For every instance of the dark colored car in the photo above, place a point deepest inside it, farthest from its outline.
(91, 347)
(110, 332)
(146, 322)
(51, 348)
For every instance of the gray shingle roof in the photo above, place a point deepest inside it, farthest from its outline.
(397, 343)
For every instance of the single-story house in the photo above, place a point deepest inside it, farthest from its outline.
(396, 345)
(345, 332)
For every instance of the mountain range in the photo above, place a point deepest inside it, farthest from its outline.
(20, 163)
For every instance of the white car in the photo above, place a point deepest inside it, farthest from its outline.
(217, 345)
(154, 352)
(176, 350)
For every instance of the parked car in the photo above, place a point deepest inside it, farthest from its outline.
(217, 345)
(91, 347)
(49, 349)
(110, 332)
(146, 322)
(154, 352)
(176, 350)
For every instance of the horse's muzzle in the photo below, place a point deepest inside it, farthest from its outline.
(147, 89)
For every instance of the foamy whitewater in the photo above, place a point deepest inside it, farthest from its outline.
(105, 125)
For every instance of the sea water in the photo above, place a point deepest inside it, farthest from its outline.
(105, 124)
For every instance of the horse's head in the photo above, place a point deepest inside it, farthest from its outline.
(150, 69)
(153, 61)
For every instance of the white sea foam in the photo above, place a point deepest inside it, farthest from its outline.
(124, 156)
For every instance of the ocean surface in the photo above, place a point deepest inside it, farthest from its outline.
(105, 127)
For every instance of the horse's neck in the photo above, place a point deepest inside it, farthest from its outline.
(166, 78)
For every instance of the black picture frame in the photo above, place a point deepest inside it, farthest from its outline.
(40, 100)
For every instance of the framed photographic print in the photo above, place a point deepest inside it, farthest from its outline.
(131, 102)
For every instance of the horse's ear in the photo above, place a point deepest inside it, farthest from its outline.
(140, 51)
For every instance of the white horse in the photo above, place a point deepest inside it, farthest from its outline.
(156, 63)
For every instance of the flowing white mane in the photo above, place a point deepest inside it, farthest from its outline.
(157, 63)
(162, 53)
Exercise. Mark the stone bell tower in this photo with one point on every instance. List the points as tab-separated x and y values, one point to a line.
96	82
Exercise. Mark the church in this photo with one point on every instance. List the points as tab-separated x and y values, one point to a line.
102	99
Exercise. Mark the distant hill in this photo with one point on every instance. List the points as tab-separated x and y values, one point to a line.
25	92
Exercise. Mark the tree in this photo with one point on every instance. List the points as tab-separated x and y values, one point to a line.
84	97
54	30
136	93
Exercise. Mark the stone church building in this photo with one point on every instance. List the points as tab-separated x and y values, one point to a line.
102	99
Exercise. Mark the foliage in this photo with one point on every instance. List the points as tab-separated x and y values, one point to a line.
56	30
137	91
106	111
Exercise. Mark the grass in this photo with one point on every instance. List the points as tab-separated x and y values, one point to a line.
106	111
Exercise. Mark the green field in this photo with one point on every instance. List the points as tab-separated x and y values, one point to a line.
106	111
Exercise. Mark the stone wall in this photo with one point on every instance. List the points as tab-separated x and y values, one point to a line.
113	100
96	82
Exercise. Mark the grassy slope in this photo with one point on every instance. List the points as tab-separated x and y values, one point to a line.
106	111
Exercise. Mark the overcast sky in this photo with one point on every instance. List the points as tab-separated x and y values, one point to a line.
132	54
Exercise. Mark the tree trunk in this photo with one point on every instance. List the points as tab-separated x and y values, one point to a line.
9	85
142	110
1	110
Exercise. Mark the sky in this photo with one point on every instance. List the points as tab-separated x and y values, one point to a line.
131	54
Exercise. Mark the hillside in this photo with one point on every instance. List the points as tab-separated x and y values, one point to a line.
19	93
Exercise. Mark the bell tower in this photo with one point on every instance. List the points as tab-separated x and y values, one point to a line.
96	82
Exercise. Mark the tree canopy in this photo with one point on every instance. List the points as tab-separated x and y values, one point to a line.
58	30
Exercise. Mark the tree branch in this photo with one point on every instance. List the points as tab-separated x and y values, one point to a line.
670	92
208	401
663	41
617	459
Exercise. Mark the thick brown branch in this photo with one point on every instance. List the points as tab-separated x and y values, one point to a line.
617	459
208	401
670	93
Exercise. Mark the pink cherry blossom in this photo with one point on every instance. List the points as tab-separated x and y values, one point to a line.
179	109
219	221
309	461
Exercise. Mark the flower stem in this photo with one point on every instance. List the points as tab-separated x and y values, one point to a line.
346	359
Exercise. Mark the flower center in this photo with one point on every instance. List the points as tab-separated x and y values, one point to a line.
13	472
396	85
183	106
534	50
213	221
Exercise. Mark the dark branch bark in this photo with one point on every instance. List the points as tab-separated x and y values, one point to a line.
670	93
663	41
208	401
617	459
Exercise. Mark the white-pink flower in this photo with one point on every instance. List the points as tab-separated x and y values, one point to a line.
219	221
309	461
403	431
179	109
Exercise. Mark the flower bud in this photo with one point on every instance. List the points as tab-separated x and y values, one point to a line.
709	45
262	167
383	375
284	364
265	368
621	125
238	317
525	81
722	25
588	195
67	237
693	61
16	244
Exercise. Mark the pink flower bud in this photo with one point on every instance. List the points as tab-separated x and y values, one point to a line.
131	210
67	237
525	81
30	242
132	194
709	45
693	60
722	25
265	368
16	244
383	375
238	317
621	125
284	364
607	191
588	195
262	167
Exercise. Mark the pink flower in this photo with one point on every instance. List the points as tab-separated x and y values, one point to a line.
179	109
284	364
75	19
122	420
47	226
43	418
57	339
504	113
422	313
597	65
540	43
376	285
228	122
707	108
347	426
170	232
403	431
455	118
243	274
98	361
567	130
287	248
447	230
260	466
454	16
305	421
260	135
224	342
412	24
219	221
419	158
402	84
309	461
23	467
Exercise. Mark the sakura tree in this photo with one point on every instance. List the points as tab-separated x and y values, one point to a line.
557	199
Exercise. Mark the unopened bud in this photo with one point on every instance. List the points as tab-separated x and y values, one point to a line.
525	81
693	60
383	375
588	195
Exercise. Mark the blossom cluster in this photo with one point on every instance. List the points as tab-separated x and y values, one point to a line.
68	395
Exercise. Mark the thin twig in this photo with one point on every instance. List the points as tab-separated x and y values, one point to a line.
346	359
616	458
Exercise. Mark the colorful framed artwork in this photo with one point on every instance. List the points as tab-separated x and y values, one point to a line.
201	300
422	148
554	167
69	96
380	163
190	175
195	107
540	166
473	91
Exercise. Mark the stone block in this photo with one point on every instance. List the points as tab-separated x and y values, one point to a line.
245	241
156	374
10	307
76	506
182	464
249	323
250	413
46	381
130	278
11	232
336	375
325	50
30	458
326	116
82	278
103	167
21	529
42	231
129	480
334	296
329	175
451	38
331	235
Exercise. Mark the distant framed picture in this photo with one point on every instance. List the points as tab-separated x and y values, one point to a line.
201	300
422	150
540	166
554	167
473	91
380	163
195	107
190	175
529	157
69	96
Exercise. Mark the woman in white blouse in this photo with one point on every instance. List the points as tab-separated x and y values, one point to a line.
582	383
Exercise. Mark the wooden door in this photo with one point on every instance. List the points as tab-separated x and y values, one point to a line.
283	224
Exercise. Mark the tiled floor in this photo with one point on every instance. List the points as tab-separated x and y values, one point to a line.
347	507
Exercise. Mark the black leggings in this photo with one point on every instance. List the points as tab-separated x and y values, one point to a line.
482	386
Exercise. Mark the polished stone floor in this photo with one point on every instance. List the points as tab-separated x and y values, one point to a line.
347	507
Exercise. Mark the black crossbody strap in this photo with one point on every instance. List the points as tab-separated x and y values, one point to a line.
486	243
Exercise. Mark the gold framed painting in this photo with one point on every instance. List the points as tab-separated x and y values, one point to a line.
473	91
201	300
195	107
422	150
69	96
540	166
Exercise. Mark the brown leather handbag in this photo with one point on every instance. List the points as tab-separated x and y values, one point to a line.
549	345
◇ ◇ ◇
- EXERCISE
Rewrite all the entries above, substituting "as far as possible from its edge" for every occurrence of "farthest from its outline" and leaving everything else unchanged.

- TASK RESPONSE
For every instance of the dark colored car in the photo above, place a point deepest inside it, as far as possible from its edge.
(91, 347)
(110, 332)
(146, 322)
(51, 348)
For every instance of the gray shingle roof in the photo above, place a point deepest inside it, as far as possible from its edge.
(397, 343)
For every instance of the single-story house in the photo above, place a point deepest inside it, as far as possible from its edge.
(396, 345)
(345, 332)
For every instance of the mountain range in the photo above, place a point deepest inside it, as far as possible from its edge.
(20, 163)
For every instance of the white car in the photo above, place a point deepest inside it, as far as possible from its edge.
(217, 345)
(154, 352)
(176, 350)
For every instance of the parked car in the photo above, place a point deepest inside it, as far as possible from its edge.
(217, 345)
(91, 347)
(49, 349)
(110, 332)
(146, 322)
(154, 352)
(176, 350)
For every instance of the horse's muzzle in the photo below, place a point deepest inside it, as far as possible from its edge.
(147, 89)
For every instance of the foamy whitewater in the photo above, place a point deepest inside it, as far as possible from its edge.
(105, 125)
For every instance of the sea water in the photo above, place a point deepest inside it, as far as possible from its edge.
(105, 124)
For every instance of the horse's head in the photo above, place a point deepest inside it, as far as possible from its edge.
(150, 69)
(153, 61)
For every instance of the white sea foam in the photo above, place a point deepest inside it, as far as possible from its edge.
(124, 156)
For every instance of the ocean surface in the photo above, place a point deepest inside it, as far as possible from its edge.
(105, 127)
For every instance of the horse's neck in the photo above, place a point deepest inside it, as far as possible from its edge.
(166, 78)
For every instance of the black picture frame in the photo above, place a point deepest inside it, as far as possible from its edge.
(40, 100)
For every instance of the framed photographic print in the photo above, place a point deepest inside it, as far as possible from its edge.
(131, 102)
For every instance of the horse's ear in the photo above, place a point deepest inside it, as far as possible from its edge.
(140, 51)
For every instance of the white horse in the photo above, place a point deepest inside it, as far as possible from its edge.
(156, 63)
For every instance of the flowing white mane in the photo above, place a point deepest inside it, as far as possible from its edge.
(157, 63)
(162, 53)
Exercise. Mark the stone bell tower in this photo with one point on every instance. List the points as tab-separated x and y values, one point to a line.
96	82
Exercise. Mark the church in this photo with one point on every instance. List the points as tab-separated x and y values, one point to a line.
102	99
Exercise. Mark the distant hill in this photo with one point on every instance. List the points as tab-separated x and y values, one point to a line.
25	92
Exercise. Mark the tree in this photo with one point on every instance. List the points as tab-separated x and y values, one point to a line.
84	97
54	30
136	93
Exercise. Mark the stone church building in this photo with one point on every instance. List the points as tab-separated x and y values, one point to a line.
102	99
Exercise. Mark the foliage in this photo with one point on every instance. List the points as tab-separated x and y values, one point to a line.
56	30
137	91
106	111
Exercise. Mark the grass in this photo with one point on every instance. List the points as tab-separated x and y values, one point to a line.
106	111
Exercise. Mark the green field in this photo with one point on every instance. List the points as tab-separated x and y values, one point to a line.
106	111
Exercise. Mark the stone wall in this photo with one point on every instance. List the points as tab-separated x and y values, one point to a line.
113	100
96	82
Exercise. Mark the grassy slope in this photo with one point on every instance. List the points as tab-separated x and y values, one point to a line.
106	111
Exercise. Mark the overcast sky in this photo with one point on every instance. List the points as tab-separated x and y values, one point to a line.
132	54
Exercise. Mark the tree trunk in this photo with one point on every instance. List the points as tab-separated x and y values, one point to a line.
9	85
142	110
1	110
Exercise. Mark the sky in this photo with one point on every instance. List the points as tab-separated x and y values, one point to a line.
131	54
Exercise. Mark the hillside in this photo with one point on every instance. List the points as tab-separated x and y values, one point to a line.
19	93
Exercise. Mark the bell tower in this photo with one point on every instance. List the points as tab-separated x and y values, one point to a line.
96	82
Exercise. Mark the tree canopy in this photo with one point on every instance. List the points as tab-separated x and y values, one point to a line.
58	30
Exercise. Mark the tree branch in this photo with one point on every instance. List the points as tab-separated x and y values, one point to a line.
670	92
208	401
663	41
617	459
Exercise. Mark the thick brown branch in this photo with one point on every instance. List the points as tab-separated x and y values, one point to a line.
617	459
208	401
670	93
Exercise. Mark the pink cherry blossom in this photo with one point on every instance. List the points as tab-separated x and y values, one point to a line.
179	109
219	221
309	461
Exercise. Mark the flower stem in this photo with one point on every instance. List the points as tab-separated x and y values, one point to a line.
346	359
Exercise. Mark the flower center in this photo with one point on every instance. List the points as tab-separated x and y values, one point to a line.
13	472
396	85
183	106
534	50
213	221
Exercise. Mark the dark branch bark in this photo with one point on every instance. List the points as tab-separated x and y values, one point to a line.
670	93
663	41
208	401
617	459
Exercise. Mark the white-pink flower in this photo with one point on every instance. List the points as tab-separated x and y values, one point to a line.
219	221
309	461
403	431
179	109
Exercise. Mark the flower bud in this photo with one point on every instance. List the points as tab-separated x and y values, one point to a line.
709	45
262	167
383	375
284	364
265	368
621	125
238	317
525	81
722	25
588	195
67	237
693	61
16	244
Exercise. Mark the pink flower bud in this photo with one point on every instance. List the points as tab-separated x and y values, one point to a line.
131	210
67	237
525	81
30	242
132	194
709	45
693	60
722	25
265	368
16	244
383	375
238	317
621	125
284	364
607	191
588	195
262	167
Exercise. Mark the pink flower in this photo with one point on every instance. List the points as tab-separated x and y values, one point to a line.
179	109
284	364
75	19
122	420
47	226
43	418
57	339
504	113
422	313
597	65
540	43
376	285
228	122
707	108
347	426
170	232
403	431
455	118
243	274
98	361
567	130
287	248
447	230
260	466
454	16
305	421
260	135
224	342
412	24
219	221
419	158
402	84
309	461
23	467
Exercise. Mark the sakura tree in this photo with one point on every instance. List the points as tab-separated x and y values, one point to a line.
557	199
Exercise. Mark the unopened bud in this photo with one point on every instance. List the points as tab-separated x and y values, one point to a line.
525	81
693	60
383	375
588	195
Exercise. Mark the blossom cluster in this photo with one point on every instance. List the points as tab-separated x and y values, one point to a line.
68	395
Exercise. Mark the thin twig in this photo with one point on every instance. List the points as tab-separated x and y values, one point to a line.
346	359
616	458
Exercise. Mark the colorful framed artwork in this photo with one point on every instance. List the points as tab-separated x and y values, one point to a line.
201	300
422	148
554	167
69	96
380	163
190	175
195	107
540	166
473	91
Exercise. Mark the stone block in this photo with one point on every instance. List the points as tab-separated x and y values, one point to a line.
245	241
156	374
10	307
76	506
182	464
249	323
250	413
46	381
130	278
11	232
336	375
325	50
30	458
326	116
82	278
103	167
21	529
42	231
129	480
334	296
329	175
451	38
331	235
Exercise. Mark the distant framed picture in this photo with one point on every instance. List the points as tab-separated x and y values, one point to a line.
201	300
422	150
540	166
554	167
473	91
380	163
195	107
190	175
529	157
69	96
Exercise. Mark the woman in white blouse in this photo with one point on every instance. List the points as tab-separated x and y values, one point to a line.
582	383
Exercise. Mark the wooden door in this photo with one point on every instance. List the points as tab-separated x and y values, one point to a line.
283	224
Exercise. Mark the tiled floor in this photo with one point on every instance. List the points as tab-separated x and y values, one point to a line.
347	507
Exercise. Mark the black leggings in this photo with one point on every instance. List the points as tab-separated x and y values, one point to a line.
482	386
Exercise. Mark the polished stone floor in this photo with one point on every instance. List the points as tab-separated x and y values, one point to a line.
347	507
Exercise. Mark the black crossbody strap in this photo with one point on every instance. List the points as tab-separated x and y values, one point to a line.
486	243
Exercise. Mark the gold framed painting in this photo with one point on every instance. List the points as tab-separated x and y values, one point to a line.
473	91
201	300
195	107
422	150
69	96
540	166
Exercise. Mark the brown leather handbag in this photo with one point on every instance. List the points as tab-separated x and y values, one point to a line.
549	345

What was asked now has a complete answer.